• **Challenge**: Retype the listing that follows, exactly as written.

▼

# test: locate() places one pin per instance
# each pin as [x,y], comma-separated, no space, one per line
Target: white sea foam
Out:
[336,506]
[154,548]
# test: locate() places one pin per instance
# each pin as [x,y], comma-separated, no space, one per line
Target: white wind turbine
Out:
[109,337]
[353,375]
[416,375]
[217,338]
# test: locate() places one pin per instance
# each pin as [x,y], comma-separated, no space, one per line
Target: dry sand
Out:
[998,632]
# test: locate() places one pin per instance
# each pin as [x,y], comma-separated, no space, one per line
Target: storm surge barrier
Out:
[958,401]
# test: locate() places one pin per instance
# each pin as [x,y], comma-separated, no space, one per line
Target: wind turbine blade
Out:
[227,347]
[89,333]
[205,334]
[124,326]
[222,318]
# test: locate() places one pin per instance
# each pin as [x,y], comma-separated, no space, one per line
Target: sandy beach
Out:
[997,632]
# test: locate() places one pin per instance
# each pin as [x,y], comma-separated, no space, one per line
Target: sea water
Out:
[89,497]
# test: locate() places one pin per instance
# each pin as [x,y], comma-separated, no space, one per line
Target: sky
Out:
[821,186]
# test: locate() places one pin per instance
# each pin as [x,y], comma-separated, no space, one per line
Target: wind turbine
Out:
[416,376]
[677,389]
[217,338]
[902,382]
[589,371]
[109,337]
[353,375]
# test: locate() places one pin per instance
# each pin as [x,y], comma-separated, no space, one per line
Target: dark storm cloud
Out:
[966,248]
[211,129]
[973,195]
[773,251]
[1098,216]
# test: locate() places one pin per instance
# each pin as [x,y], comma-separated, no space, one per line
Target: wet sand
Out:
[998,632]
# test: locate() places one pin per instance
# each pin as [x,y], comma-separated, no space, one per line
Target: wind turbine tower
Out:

▲

• **Answer to this task**:
# test: locate() places one pin per instance
# each pin as [x,y], comma-separated, no space, one per line
Target: white sea foam
Out:
[336,506]
[154,548]
# test: locate() places one pin per instance
# each pin as [x,y], comma-separated, no space, one per line
Target: white wind turbine
Out:
[109,337]
[353,375]
[416,375]
[217,338]
# test: locate() places one pin per instance
# each pin as [x,y], comma-separated, no space, one per line
Target: dry sand
Out:
[998,632]
# test: locate() places one pin per instance
# each pin as [x,y], comma-separated, no space, one per line
Target: storm surge barrier
Out:
[958,401]
# test: locate() places one pin per instance
# each pin as [x,y], comma-separated, no space, one per line
Target: wind turbine blade
Out:
[227,347]
[89,333]
[205,334]
[124,326]
[222,318]
# test: locate() places one pin per instance
# each pin as [x,y], comma-separated, no space, one per line
Target: sandy beach
Out:
[997,632]
# test: locate() places one pin per instance
# each pin as [x,y], comma-separated, no space, one per line
Target: sea water
Out:
[89,497]
# test: locate() places one pin per instance
# each pin as [x,y], comma-separated, no space, one per line
Target: sky
Out:
[821,186]
# test: locate() places one pin per instance
# each pin as [x,y], comma-separated, no space, one per line
Target: wind turbine
Out:
[416,376]
[677,389]
[217,338]
[902,382]
[589,371]
[109,337]
[353,375]
# test: locate() places one pin per instance
# each pin as [x,y], comma-separated, no space, one per line
Target: dark storm cloud
Out:
[966,248]
[211,129]
[973,195]
[773,251]
[1098,216]
# test: locate() places one pin per instance
# each pin as [x,y], comma-separated, no space, one per line
Target: wet sand
Out:
[998,632]
# test: locate() places one pin per instance
# each pin as [x,y], comma-separated, no space, one per line
Target: wind turbine tower
Out:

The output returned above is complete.